There is a lot of data there, but let’s focus on text, relevance, and center for now. Here are those fields for the “New York City”:

result = Mapbox::Geocoder.geocode_forward("New York City", MAPBOX_OPTIONS)
result[0]["features"][0].slice("text", "relevance", "center")

=> {"text"=>"New York City", "relevance"=>1, "center"=>[-73.9808, 40.7648]}

If you use “NYC” query string, you get the exact same result:

result = Mapbox::Geocoder.geocode_forward("NYC", MAPBOX_OPTIONS)
result[0]["features"][0].slice("text", "relevance", "center")

=> {"text"=>"New York City", "relevance"=>1, "center"=>[-73.9808, 40.7648]}

Notice that the text is still “New York City” in this second example? That is because Mapbox is normalizing the results. We use the normalized text on the globe so viewers get a consistent experience. This also takes care of capitalization and misspellings.

The center field is an array containing the longitude and latitude of the location.

And finally, the relevance score is an indicator of Mapox’s confidence in the results. A relevance score of 1 is the highest, but sometimes users enter locations that Mapbox is less sure about:

result = Mapbox::Geocoder.geocode_forward("Middle Earth", MAPBOX_OPTIONS)
result[0]["features"][0].slice(text", "relevance", "center")

=> {"text"=>"Earth City", "relevance"=>0.5, "center"=>[-90.4682, 38.7689]}

We discard anything with a score of less than 1, just to get confidence that the location we show feels correct.

Mapbox also provides a batch geocoding endpoint. This allows us to query multiple locations in one request:

MAPBOX_ENDPOINT = "mapbox.places-permanent"

query_string = "{San Francisco};{Berlin};{Dakar};{Tokyo};{Lima}"

Mapbox::Geocoder.geocode_forward(query_string, MAPBOX_OPTIONS, MAPBOX_ENDPOINT)

After we’ve geocoded and normalized all of the results, we create a JSON representation of the pull request and its locations so our globe JavaScript client knows how to parse it.

Here’s a pull request we recently featured that was opened in San Francisco and merged in Tokyo:

{
   "uml":"Tokyo",
   "gm":{
      "lat":35.68,
      "lon":139.77
   },
   "uol":"San Francisco",
   "gop":{
      "lat":37.7648,
      "lon":-122.463
   },
   "l":"JavaScript",
   "nwo":"mdn/browser-compat-data",
   "pr":7937,
   "ma":"2020-12-17 04:00:48.000",
   "oa":"2020-12-16 10:02:31.000"
}

We use short keys to shave off some bytes from the JSON we end up serving so the globe loads faster.

Airflow, HDFS, and Munger

We run our data warehouse queries and geocoding throughout the day to ensure that the data on the homepage is always fresh.

For scheduling this work, we use another system from Apache called Airflow. Airflow lets you run scheduled jobs that contain a sequence of tasks. Airflow calls these workflows Direct Acyclical Graphs (or DAGs for short), which is a borrowed term from graph theory in computer science. Basically this means that you schedule one task at a time, execute the task, and when the task is done, then the next task is scheduled and eventually executed. Tasks can pass along information to each other.

At a high level, our DAG executes the following tasks:

  1. Query the data warehouse.
  2. Geocode locations from the results.
  3. Write the results to a file.

_ _ _ _ _

PROBLEM 1: Find every line in the listing that contains the string "shirt", and treat uppercase and lowercase letters as different.
The two blocks of listing come from separate sources.

_ _ _ _ _

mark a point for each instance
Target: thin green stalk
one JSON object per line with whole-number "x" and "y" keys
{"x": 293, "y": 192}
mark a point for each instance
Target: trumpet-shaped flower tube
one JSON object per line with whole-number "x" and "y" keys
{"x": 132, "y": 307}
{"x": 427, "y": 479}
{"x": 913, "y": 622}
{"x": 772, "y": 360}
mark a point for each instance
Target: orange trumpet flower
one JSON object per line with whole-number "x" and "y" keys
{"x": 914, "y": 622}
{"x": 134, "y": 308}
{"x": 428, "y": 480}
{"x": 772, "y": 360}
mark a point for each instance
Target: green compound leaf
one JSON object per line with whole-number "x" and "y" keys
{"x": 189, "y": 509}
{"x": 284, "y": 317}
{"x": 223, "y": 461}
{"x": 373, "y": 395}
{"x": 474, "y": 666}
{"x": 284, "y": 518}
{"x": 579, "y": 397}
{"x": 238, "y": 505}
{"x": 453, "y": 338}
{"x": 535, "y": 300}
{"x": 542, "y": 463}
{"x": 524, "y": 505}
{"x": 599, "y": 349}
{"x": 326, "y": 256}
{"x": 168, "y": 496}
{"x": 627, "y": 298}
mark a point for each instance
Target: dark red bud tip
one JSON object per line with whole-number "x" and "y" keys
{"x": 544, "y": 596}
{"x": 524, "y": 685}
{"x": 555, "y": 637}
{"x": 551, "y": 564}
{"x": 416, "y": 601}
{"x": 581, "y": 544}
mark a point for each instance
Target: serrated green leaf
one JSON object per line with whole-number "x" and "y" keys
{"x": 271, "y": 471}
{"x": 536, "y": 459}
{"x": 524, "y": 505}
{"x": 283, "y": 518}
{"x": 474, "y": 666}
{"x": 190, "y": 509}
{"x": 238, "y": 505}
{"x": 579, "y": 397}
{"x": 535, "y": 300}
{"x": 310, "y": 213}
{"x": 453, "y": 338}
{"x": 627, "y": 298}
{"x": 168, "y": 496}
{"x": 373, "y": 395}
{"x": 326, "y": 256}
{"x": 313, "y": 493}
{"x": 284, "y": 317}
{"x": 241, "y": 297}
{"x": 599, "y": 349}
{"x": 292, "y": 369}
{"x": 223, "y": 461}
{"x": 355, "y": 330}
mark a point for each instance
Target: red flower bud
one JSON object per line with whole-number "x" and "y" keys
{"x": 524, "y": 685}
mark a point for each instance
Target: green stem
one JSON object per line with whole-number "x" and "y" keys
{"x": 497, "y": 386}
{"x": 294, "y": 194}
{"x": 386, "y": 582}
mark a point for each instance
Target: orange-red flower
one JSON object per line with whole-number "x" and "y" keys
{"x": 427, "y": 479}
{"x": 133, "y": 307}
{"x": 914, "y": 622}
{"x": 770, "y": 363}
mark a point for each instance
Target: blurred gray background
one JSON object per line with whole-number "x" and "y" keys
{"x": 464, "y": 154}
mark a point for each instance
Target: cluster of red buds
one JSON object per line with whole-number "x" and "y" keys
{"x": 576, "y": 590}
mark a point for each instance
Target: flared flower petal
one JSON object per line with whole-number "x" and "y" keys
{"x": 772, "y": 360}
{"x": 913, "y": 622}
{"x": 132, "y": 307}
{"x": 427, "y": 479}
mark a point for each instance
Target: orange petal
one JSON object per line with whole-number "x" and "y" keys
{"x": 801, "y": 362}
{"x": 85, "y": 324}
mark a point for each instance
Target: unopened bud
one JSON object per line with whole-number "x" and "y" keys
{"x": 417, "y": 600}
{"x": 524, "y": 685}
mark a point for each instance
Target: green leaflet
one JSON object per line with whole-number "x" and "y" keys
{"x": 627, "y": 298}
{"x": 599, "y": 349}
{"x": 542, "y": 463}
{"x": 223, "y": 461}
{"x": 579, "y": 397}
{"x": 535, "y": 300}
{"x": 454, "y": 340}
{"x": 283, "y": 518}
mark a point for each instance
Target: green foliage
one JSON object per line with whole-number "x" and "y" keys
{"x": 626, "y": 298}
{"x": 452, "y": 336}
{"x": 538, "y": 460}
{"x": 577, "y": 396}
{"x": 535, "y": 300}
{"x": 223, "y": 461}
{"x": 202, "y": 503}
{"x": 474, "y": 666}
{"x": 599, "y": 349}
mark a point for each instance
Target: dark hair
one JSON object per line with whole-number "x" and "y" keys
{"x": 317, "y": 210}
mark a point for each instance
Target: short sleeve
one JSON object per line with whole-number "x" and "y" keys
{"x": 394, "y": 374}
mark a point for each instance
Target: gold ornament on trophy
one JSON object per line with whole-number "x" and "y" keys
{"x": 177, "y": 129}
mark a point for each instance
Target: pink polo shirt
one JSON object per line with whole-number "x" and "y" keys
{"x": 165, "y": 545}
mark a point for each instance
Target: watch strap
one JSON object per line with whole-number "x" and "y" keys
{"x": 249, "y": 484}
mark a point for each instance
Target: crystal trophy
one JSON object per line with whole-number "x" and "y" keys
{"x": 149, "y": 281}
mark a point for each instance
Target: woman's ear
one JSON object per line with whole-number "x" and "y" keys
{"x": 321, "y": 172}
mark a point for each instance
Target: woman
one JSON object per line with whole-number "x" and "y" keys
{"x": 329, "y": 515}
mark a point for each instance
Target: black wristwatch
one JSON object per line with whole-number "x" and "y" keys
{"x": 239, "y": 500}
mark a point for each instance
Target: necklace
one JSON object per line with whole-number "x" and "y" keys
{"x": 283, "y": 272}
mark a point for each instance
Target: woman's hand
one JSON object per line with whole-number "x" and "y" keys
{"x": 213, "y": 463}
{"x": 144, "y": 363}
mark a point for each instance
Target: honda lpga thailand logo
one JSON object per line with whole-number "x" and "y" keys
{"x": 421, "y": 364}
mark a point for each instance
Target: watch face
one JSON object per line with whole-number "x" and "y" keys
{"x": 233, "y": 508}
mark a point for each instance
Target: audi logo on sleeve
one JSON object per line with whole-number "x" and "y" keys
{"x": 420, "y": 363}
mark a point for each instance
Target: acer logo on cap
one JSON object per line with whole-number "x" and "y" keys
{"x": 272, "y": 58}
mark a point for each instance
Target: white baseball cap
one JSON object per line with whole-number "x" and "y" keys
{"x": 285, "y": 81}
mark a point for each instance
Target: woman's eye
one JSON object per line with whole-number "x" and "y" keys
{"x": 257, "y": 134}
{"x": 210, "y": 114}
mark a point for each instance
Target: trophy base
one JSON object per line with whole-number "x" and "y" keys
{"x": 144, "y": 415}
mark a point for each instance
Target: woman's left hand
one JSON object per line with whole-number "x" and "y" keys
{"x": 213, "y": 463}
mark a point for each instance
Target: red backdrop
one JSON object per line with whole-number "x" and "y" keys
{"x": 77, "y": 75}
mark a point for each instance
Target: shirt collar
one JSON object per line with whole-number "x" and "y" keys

_ _ _ _ _

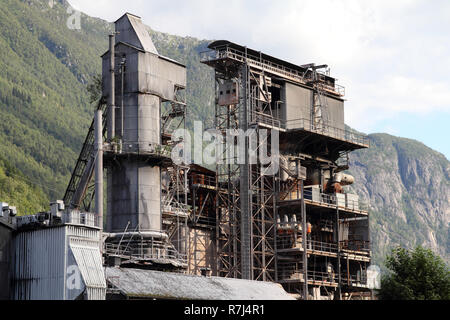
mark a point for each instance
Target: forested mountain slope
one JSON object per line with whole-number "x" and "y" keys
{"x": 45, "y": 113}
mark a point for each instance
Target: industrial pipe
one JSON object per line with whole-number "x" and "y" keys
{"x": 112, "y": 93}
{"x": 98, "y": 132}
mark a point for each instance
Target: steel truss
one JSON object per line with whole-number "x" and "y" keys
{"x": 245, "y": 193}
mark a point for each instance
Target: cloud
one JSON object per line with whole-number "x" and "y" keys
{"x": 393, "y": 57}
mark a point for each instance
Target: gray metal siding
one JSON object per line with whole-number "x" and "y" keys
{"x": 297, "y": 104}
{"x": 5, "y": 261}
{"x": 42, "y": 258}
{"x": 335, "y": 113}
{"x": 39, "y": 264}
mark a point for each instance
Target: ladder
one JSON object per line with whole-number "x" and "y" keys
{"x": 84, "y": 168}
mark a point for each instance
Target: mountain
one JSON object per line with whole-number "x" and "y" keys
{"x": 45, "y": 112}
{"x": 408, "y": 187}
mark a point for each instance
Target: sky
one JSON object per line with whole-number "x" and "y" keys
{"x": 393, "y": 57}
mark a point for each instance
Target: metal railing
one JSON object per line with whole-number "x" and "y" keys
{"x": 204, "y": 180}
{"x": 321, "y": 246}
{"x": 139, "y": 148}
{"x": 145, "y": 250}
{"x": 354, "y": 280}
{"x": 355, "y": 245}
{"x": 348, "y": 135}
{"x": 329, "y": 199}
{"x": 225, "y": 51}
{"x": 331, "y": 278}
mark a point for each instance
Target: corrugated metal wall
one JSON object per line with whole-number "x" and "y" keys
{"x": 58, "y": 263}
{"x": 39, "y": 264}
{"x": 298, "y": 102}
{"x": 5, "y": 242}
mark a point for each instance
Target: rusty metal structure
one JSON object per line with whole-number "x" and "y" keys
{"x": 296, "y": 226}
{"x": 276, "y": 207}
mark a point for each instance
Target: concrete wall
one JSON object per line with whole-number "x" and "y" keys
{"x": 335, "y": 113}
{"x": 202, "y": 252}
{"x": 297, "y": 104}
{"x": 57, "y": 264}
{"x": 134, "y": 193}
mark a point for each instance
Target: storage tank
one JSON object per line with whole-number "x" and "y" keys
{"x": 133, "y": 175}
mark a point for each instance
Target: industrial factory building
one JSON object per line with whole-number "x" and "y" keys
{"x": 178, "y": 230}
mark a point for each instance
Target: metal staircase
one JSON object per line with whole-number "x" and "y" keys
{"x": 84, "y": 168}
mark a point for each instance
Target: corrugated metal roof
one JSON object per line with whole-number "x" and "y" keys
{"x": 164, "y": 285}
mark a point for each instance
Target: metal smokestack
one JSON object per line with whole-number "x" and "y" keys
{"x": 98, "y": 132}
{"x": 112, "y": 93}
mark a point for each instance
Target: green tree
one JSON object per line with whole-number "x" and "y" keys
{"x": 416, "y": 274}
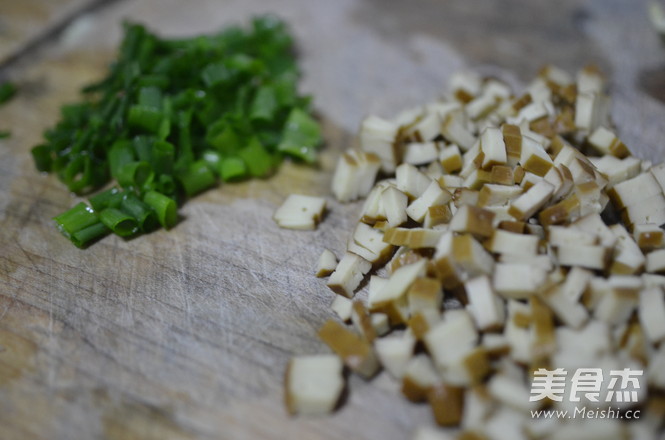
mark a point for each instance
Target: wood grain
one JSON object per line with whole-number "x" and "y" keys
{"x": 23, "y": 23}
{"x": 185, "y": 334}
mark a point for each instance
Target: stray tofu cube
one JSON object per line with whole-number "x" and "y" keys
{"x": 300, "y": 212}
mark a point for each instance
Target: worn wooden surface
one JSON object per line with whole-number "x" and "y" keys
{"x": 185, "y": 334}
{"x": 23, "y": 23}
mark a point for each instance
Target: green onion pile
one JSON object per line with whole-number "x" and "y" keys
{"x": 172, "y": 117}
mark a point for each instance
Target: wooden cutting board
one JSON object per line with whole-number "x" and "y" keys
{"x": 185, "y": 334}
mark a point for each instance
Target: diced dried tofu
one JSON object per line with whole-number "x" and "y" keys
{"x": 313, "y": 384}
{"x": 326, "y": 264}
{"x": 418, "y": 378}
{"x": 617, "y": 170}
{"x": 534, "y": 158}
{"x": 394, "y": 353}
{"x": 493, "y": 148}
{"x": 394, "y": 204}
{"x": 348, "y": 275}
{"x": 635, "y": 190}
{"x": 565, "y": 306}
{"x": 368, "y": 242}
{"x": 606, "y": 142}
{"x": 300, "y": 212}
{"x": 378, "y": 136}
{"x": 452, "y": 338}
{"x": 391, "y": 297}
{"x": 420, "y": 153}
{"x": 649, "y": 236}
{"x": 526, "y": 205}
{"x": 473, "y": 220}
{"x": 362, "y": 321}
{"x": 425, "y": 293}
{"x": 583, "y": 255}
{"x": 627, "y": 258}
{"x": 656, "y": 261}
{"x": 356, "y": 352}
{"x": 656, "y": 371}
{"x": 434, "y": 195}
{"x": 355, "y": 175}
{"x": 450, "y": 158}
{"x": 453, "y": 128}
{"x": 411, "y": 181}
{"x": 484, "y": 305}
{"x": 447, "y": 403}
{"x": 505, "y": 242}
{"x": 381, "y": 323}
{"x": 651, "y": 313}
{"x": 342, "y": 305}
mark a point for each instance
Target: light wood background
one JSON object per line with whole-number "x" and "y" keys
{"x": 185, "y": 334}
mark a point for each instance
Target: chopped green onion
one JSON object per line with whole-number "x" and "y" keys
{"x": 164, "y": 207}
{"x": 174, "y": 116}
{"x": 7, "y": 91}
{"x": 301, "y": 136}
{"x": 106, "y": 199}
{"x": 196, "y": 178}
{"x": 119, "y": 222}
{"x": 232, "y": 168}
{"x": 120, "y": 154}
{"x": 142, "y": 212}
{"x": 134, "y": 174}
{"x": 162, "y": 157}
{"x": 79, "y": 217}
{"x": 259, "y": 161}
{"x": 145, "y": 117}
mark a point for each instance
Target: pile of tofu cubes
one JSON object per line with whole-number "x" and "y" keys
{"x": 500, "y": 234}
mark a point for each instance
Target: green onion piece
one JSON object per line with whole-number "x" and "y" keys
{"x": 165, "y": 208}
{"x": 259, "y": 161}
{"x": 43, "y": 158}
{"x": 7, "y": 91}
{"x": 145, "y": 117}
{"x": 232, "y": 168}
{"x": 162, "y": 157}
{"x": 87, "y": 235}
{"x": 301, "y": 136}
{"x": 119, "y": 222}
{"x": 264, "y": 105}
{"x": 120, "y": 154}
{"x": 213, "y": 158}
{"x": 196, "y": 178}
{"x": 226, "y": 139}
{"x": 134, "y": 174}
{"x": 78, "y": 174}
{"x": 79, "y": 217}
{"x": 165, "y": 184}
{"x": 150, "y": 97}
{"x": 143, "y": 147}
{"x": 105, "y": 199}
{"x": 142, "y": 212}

_ _ _ _ _

PROBLEM 2: According to the geocoding text, why does the JSON for the featured pull request use short keys? Answer in one to three sentences.

WRITTEN RESPONSE 1:
Target: pink polo shirt
Target: shirt collar

WRITTEN RESPONSE 2: The short keys shave some bytes off the JSON that ends up being served, so the globe loads faster.